WHAT YOU HAVE TO DO:
Print verbatim every line starting at the one that contains "Reviewer note: verify that every instance of the ship hull" and ending at the final line of the records; include both endpoints.
============
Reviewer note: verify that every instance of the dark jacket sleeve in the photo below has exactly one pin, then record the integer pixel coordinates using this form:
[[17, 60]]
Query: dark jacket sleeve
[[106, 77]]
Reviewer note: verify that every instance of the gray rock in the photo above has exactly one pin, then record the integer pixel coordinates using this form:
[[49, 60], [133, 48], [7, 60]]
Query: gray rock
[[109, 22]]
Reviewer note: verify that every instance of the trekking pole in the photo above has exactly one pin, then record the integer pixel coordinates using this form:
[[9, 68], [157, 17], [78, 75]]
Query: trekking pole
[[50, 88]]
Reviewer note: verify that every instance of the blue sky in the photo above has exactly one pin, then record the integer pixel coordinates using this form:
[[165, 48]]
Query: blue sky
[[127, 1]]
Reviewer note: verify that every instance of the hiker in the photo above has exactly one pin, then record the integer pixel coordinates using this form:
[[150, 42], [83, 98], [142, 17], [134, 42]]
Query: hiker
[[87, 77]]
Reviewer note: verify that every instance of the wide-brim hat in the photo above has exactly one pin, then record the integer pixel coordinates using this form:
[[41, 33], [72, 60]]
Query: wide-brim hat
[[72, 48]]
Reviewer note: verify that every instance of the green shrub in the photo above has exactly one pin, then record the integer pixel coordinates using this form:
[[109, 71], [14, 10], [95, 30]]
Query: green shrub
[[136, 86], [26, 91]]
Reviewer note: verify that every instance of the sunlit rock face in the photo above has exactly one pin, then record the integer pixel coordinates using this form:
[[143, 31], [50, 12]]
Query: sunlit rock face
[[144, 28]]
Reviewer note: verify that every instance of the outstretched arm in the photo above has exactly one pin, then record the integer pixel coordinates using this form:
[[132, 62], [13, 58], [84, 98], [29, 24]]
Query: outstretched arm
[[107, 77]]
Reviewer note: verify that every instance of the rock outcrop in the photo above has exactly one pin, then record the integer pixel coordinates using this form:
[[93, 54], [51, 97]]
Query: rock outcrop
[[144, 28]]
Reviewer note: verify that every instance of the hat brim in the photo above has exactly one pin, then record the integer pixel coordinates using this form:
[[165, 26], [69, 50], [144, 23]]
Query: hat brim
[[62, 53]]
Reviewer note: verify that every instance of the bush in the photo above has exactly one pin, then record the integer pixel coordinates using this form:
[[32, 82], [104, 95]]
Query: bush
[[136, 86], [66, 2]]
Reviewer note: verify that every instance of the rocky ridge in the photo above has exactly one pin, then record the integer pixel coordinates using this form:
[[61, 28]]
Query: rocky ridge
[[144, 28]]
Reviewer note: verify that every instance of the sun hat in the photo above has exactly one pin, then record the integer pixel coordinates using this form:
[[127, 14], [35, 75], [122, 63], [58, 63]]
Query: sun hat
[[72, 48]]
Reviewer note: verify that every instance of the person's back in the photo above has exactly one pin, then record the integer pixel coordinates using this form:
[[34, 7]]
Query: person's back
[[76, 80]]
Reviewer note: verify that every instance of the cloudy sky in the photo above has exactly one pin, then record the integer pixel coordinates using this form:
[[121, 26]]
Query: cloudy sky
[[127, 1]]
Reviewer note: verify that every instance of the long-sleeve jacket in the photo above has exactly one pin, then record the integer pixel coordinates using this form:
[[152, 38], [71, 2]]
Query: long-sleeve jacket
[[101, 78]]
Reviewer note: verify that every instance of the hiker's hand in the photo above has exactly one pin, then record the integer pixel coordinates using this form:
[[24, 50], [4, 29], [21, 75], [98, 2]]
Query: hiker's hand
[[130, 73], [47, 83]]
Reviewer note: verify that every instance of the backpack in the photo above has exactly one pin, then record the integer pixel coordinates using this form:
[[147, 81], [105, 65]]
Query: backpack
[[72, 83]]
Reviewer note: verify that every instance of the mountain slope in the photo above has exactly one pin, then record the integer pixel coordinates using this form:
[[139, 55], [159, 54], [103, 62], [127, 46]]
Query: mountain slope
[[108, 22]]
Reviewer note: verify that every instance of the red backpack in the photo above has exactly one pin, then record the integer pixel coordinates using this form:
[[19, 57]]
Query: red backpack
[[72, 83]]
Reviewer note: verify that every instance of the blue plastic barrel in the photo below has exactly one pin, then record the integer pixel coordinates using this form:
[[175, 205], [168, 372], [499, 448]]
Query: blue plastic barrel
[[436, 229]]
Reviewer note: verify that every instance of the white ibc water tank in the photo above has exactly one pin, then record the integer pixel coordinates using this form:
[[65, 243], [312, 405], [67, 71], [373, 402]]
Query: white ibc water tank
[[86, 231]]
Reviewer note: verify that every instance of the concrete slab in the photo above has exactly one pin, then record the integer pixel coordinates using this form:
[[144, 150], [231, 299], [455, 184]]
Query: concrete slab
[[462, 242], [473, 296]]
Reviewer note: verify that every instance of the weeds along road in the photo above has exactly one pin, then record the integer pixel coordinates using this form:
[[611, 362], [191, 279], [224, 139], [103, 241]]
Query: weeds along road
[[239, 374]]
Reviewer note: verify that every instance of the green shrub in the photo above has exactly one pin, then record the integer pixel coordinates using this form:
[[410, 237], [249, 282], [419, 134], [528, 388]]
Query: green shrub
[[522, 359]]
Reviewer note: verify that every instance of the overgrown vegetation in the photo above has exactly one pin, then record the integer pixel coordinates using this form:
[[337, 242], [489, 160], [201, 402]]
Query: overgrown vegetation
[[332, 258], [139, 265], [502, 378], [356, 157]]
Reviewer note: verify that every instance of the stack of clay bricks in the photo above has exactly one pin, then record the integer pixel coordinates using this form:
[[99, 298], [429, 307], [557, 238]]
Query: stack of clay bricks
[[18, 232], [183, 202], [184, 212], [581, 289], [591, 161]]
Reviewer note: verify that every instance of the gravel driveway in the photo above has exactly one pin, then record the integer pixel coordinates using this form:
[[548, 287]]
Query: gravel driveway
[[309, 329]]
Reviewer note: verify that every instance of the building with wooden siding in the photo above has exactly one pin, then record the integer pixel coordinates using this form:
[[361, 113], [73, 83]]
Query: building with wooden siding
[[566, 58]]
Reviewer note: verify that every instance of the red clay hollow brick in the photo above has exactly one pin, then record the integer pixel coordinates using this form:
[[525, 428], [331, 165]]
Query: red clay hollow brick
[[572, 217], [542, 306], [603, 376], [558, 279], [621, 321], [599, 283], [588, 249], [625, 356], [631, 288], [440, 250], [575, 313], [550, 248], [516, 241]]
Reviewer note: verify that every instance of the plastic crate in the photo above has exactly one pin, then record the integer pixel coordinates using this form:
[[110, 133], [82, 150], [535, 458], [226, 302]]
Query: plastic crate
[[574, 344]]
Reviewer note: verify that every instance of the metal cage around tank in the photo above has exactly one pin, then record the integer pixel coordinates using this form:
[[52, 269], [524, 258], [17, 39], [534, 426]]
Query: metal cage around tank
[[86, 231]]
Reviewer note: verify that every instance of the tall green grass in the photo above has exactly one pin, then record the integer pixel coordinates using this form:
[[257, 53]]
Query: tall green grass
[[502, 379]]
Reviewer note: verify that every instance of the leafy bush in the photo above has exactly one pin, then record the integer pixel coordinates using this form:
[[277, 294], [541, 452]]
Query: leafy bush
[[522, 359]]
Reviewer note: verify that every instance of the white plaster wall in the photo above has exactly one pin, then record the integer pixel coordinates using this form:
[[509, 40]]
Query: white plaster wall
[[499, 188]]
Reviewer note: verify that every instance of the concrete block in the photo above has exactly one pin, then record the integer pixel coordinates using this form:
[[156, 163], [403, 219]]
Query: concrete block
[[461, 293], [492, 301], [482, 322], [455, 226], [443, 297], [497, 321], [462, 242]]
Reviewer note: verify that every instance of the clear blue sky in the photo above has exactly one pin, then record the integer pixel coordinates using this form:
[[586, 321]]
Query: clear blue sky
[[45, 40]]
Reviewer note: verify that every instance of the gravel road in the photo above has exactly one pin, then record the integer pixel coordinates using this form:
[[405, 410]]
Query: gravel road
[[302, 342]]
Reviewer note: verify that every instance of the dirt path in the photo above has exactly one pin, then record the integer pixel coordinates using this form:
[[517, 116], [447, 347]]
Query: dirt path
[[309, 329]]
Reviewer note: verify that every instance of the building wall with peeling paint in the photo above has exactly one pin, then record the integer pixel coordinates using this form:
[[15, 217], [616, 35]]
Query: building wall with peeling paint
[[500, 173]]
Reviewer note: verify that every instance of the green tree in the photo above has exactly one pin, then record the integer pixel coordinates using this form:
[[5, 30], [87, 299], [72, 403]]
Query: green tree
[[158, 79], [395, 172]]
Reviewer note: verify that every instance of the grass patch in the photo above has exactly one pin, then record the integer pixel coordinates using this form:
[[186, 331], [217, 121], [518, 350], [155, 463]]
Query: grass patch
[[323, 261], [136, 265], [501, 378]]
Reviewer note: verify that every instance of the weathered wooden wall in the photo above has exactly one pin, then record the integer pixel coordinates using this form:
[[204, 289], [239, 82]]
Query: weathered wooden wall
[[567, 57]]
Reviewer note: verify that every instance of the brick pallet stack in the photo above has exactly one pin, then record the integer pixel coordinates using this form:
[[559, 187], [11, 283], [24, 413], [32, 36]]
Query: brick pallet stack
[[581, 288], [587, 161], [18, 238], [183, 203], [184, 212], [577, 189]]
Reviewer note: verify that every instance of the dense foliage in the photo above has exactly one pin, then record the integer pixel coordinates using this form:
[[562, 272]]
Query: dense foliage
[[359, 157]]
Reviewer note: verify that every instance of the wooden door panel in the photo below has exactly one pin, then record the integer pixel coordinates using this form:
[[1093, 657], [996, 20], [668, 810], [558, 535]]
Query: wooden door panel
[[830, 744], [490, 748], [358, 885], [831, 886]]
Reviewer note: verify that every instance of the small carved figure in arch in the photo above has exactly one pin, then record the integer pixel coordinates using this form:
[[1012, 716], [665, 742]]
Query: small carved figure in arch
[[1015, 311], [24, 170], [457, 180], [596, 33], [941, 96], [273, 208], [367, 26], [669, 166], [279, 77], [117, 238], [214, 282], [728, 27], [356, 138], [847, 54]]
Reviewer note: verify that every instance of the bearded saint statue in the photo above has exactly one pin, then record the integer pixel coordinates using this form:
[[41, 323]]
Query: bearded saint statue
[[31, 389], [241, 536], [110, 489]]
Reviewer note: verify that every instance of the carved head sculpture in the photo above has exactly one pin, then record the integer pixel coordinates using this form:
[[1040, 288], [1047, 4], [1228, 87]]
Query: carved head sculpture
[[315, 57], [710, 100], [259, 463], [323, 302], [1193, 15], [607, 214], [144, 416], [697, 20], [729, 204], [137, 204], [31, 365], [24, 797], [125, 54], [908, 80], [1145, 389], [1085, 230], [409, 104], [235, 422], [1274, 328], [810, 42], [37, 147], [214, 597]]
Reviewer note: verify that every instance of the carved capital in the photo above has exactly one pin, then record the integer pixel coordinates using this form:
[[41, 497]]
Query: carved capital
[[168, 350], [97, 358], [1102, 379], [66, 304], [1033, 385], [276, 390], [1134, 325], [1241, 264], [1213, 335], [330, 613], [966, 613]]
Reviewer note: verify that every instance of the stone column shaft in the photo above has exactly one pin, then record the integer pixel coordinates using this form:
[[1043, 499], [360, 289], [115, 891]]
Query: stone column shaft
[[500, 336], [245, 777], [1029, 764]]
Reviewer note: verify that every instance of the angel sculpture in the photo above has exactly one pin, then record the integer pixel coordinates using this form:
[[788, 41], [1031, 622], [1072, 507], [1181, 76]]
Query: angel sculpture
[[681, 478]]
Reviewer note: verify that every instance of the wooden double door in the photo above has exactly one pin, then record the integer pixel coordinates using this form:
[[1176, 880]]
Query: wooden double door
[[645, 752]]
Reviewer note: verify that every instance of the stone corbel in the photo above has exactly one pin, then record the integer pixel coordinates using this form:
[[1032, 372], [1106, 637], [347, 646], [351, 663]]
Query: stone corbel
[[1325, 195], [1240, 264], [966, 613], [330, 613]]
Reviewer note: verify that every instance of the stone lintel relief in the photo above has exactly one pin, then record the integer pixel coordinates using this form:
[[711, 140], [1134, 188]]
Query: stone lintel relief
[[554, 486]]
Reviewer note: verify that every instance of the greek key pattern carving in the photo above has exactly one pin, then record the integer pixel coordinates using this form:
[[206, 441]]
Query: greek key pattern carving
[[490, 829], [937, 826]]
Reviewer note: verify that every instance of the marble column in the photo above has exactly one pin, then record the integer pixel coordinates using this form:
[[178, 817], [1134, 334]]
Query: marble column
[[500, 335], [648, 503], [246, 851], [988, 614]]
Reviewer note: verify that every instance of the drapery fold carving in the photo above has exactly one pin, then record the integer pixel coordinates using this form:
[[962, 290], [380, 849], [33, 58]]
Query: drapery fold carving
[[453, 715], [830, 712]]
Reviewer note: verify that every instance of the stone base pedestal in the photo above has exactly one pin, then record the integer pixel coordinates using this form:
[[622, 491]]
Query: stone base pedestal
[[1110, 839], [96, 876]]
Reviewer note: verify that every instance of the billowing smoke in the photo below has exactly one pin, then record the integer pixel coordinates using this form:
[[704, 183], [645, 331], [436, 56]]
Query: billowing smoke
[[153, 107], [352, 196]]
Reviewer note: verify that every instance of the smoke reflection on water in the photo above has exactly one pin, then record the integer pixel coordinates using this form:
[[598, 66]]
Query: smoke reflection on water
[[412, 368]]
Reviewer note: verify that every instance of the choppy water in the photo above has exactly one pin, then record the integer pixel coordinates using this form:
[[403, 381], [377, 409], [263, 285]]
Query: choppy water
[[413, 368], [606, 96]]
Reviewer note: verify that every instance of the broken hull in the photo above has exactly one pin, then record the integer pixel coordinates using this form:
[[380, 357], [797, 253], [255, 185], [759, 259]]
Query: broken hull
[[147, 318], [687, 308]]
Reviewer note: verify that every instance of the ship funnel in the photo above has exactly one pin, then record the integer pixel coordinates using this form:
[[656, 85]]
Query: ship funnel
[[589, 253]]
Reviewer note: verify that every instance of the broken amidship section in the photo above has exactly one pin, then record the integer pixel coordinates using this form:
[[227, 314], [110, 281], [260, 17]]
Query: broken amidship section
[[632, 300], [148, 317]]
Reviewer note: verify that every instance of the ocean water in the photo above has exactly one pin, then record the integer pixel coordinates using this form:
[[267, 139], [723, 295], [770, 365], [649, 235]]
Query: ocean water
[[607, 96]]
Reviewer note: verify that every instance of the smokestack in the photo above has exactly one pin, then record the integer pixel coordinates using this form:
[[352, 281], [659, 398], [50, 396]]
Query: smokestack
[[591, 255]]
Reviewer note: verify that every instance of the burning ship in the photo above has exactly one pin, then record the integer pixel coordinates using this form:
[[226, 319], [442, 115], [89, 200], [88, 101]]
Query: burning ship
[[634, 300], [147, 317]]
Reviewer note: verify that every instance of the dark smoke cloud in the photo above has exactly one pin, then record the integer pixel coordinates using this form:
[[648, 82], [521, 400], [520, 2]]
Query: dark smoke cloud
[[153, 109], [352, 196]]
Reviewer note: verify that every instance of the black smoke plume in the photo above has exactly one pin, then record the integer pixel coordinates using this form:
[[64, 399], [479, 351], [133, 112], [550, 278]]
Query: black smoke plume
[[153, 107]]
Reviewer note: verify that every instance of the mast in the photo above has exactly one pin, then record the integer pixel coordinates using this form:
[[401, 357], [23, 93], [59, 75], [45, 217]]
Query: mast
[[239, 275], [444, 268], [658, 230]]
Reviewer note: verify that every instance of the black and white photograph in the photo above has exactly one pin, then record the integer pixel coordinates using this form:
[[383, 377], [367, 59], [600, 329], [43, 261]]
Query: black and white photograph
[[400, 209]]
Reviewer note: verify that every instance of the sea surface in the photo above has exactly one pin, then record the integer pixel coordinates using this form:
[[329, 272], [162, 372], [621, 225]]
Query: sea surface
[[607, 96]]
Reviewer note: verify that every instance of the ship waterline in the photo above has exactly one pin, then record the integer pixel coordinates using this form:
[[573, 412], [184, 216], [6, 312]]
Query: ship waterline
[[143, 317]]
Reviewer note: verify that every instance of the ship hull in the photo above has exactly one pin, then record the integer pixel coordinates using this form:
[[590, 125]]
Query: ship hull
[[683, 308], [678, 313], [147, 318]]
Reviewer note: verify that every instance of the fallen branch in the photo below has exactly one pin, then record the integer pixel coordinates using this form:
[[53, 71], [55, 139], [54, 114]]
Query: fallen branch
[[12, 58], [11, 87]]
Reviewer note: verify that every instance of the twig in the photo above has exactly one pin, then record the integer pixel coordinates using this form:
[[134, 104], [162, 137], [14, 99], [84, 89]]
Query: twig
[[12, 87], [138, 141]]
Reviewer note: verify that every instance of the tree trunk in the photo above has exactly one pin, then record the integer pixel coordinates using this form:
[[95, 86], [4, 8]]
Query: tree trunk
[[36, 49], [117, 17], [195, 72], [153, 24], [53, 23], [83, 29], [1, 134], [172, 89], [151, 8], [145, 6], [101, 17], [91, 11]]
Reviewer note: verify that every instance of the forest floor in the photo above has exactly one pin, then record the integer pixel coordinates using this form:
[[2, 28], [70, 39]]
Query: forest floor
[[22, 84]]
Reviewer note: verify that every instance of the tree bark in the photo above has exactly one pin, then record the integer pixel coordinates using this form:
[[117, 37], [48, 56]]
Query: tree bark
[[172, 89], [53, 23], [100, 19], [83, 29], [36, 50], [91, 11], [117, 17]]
============
RESPONSE:
Reviewer note: verify that every instance of the ship hull in the photo above has exactly one pin, then record the integer pixel coordinates using this form:
[[590, 125]]
Query: ship hull
[[683, 308], [678, 313], [147, 318]]
Reviewer note: verify that every instance of the fallen branch in the photo below has exactly one pin, then record the integer pixel coordinates using this form:
[[53, 71], [55, 139], [54, 114]]
Query: fallen branch
[[12, 58], [11, 87]]
Reviewer note: verify that every instance of the twig in the photo above has exactly one pin, then record the integer pixel coordinates using this form:
[[134, 104], [162, 137], [14, 99], [84, 89]]
Query: twig
[[12, 87], [138, 141]]
Reviewer note: verify that every instance of the tree trunk in the photo above has exactly one pin, then record the integer pixel coordinates using this form:
[[95, 86], [4, 8]]
Query: tree trunk
[[36, 49], [117, 17], [195, 72], [153, 24], [53, 23], [83, 29], [1, 134], [172, 89], [151, 8], [145, 6], [101, 17], [91, 11]]
Reviewer note: verify that every instance of the forest floor in the photo above has exactly one pin, then record the integer pixel coordinates using this form:
[[2, 28], [70, 39]]
Query: forest floor
[[22, 84]]
Reviewer note: verify that every instance of the tree bark in the photo above has exactly one pin, then record the integer pixel coordinates using this form:
[[117, 37], [48, 56]]
Query: tree bark
[[172, 89], [53, 23], [100, 19], [83, 29], [36, 50], [91, 11], [117, 17]]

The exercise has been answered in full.